Excel look alike processes: Pivot tables and VLOOKUP
Excel look alike functions
Graphics to get insights into distributions
Estimating parameters of distribution
Goodness of fit

3.8 Further Reading

Teetor’s various chapters have much to guide us in the writing of functions and the building of expressions. Present value and internal rate of return can be found in Brealey et al. Use of ggplot2 in this chapter relies heavily on Chang (2014).

3.9 Practice Sets

These practice sets reference materials developed in this chapter. We will explore new problems and data with models, R packages, tables, and plots worked out already in the chapter.

3.9.1 Set A

In this set we will build a data set using filters and if and diff statements. We will then answer some questions using plots and a pivot table report. We will then review a function to house our approach in case we would like to run the same analysis on other data sets.

3.9.1.1 Problem

Supply chain managers at our company continue to note we have a significant exposure to heating oil prices (Heating Oil No. 2, or HO2), specifically New York Harbor. The exposure hits the variable cost of producing several products. When HO2 is volatile, so is earnings. Our company has missed earnings forecasts for five straight quarters. To get a handle on Brent we download this data set and review some basic aspects of the prices.

# Read in data
HO2 <- read.csv("data/nyhh02.csv", header = T, 
    stringsAsFactors = F)
# stringsAsFactors sets dates as
# character type
head(HO2)
HO2 <- na.omit(HO2)  ## to clean up any missing data
str(HO2)  # review the structure of the data so far

3.9.1.2 Questions

What is the nature of HO2 returns? We want to reflect the ups and downs of price movements, something of prime interest to management. First, we calculate percentage changes as log returns. Our interest is in the ups and downs. To look at that we use if and else statements to define a new column called direction. We will build a data frame to house this analysis.

# Construct expanded data frame
return <- as.numeric(diff(log(HO2$DHOILNYH))) * 
    100
size <- as.numeric(abs(return))  # size is indicator of volatility
direction <- ifelse(return > 0, "up", 
    ifelse(return < 0, "down", "same"))  # another indicator of volatility
date <- as.Date(HO2$DATE[-1], "%m/%d/%Y")  # length of DATE is length of return +1: omit 1st observation
price <- as.numeric(HO2$DHOILNYH[-1])  # length of DHOILNYH is length of return +1: omit first observation
HO2.df <- na.omit(data.frame(date = date, 
    price = price, return = return, size = size, 
    direction = direction))  # clean up data frame by omitting NAs
str(HO2.df)

== == ==

Problems >>
1: Decide whether each statement below agrees with the heating oil practice text. For each one, answer yes or no and quote the words of the text that settle it.
(a) The company has missed its earnings forecasts for five straight quarters.
(b) The heating oil price exposure is specifically tied to Chicago.
(c) The chapter's use of ggplot2 relies heavily on Teetor.
2: Answer these questions using the heating oil practice text.
(a) In which source can present value and internal rate of return be found?
(b) Which function is applied to HO2 to clean up missing data?
(c) What value does the direction column take when the return is neither above nor below zero?
3: Write the next part of the heating oil practice text, starting after the line str(HO2.df).

== == ==

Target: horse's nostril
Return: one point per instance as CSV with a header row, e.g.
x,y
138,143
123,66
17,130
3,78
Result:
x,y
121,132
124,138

== == ==

Answers >>
1:
(a) Yes: "Our company has missed earnings forecasts for five straight quarters."
(b) No: "specifically New York Harbor"
(c) No: "Use of ggplot2 in this chapter relies heavily on Chang (2014)."

2:
(a) Brealey et al.
(b) na.omit
(c) "same"

3:
We can plot with the ggplot2 package. In the ggplot statements we use aes, “aesthetics”, to pick x (horizontal) and y (vertical) axes. Use group =1 to ensure that all data is plotted. The added (+) geom_line is the geometrical method that builds the line plot.

Let’s try a bar graph of the absolute value of price rates. We use geom_bar to build this picture.

Now let’s build an overlay of return on size.

Let’s dig deeper and compute mean, standard deviation, etc. Load the data_moments() function. Run the function using the HO2.df$return subset and write a knitr::kable() report.
Let’s pivot size and return on direction. What is the average and range of returns by direction? How often might we view positive or negative movements in HO2?

3.9.2 Set B

We will use the data from the previous set to investigate the distribution of returns we generated. This will entail fitting the data to some parametric distributions as well as plotting and building supporting data frames.

3.9.2.1 Problem

We want to further characterize the distribution of up and down movements visually. Also we would like to repeat the analysis periodically for inclusion in management reports.

3.9.2.2 Questions

How can we show the differences in the shape of ups and downs in HO2, especially given our tolerance for risk? Let’s use the HO2.df data frame with ggplot2 and the cumulative relative frequency function stat_ecdf.
How can we regularly, and reliably, analyze HO2 price movements? For this requirement, let’s write a function similar to data_moments.

Let’s test HO2_movement().

Morale: more work today (build the function) means less work tomorrow (write yet another report).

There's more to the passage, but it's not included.